- [Set exercise] Format every line of the material below as a numbered list, skipping any blank lines. Leave the pictures out of your answer.

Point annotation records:

━━━━━━

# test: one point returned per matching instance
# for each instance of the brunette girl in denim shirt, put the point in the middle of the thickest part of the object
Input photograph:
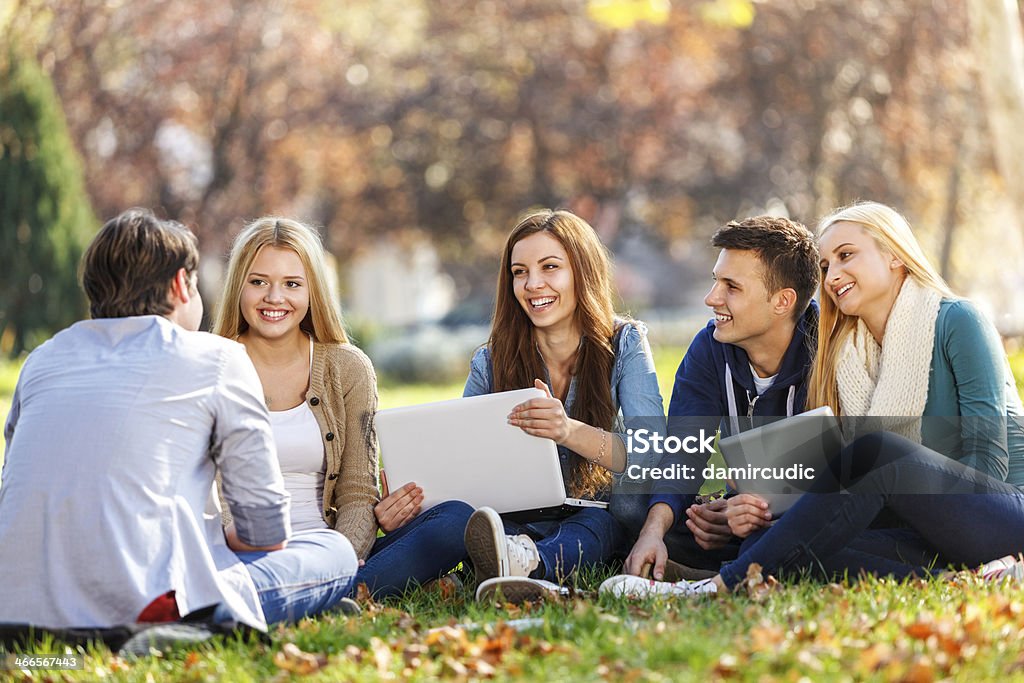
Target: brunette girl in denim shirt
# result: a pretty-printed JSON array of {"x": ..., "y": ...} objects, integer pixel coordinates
[{"x": 554, "y": 328}]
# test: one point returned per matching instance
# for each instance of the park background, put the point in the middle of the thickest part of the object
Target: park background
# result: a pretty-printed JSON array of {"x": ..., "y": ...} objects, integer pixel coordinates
[{"x": 412, "y": 132}]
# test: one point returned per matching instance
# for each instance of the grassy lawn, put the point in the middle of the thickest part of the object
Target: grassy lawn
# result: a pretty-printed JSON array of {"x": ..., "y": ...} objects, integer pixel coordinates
[
  {"x": 878, "y": 630},
  {"x": 873, "y": 630}
]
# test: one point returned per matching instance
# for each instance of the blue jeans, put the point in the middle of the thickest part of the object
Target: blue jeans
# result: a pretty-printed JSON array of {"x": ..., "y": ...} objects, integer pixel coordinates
[
  {"x": 428, "y": 547},
  {"x": 588, "y": 538},
  {"x": 952, "y": 514},
  {"x": 309, "y": 575},
  {"x": 631, "y": 511}
]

━━━━━━

- [Complete response]
1. # test: one point returned per matching instance
2. # for each instance of the brunette girl in denim shirt, put the point in the middle of the thickest part of the object
3. Input photograph:
4. Target: brunette girl in denim shirt
5. # result: a pretty-printed JSON array of {"x": ..., "y": ...} objects, integer pixel coordinates
6. [{"x": 554, "y": 328}]
7. # test: one point returned per matching instance
8. # for each instance of the park background, put the point in the middle of the thickest part of the object
9. Target: park background
10. # result: a pretty-printed JSON array of {"x": ..., "y": ...} objects, integer pixel coordinates
11. [{"x": 412, "y": 132}]
12. # test: one point returned per matching instance
13. # for each instance of the grassy lawn, put the point in the middle of the thickest part of the object
14. Target: grassy lawn
15. # result: a pretty-printed JSON array of {"x": ..., "y": ...} objects, integer pixel coordinates
16. [
17.   {"x": 878, "y": 630},
18.   {"x": 873, "y": 630}
19. ]
20. # test: one point returned per matching instance
21. # for each instance of the blue jeans, put the point in the middle of the thickest part of the object
22. Target: blue jeans
23. # result: a pretty-printed JSON array of {"x": ..., "y": ...} objects, integer pixel coordinates
24. [
25.   {"x": 428, "y": 547},
26.   {"x": 588, "y": 538},
27.   {"x": 952, "y": 514},
28.   {"x": 309, "y": 575},
29.   {"x": 631, "y": 511}
30. ]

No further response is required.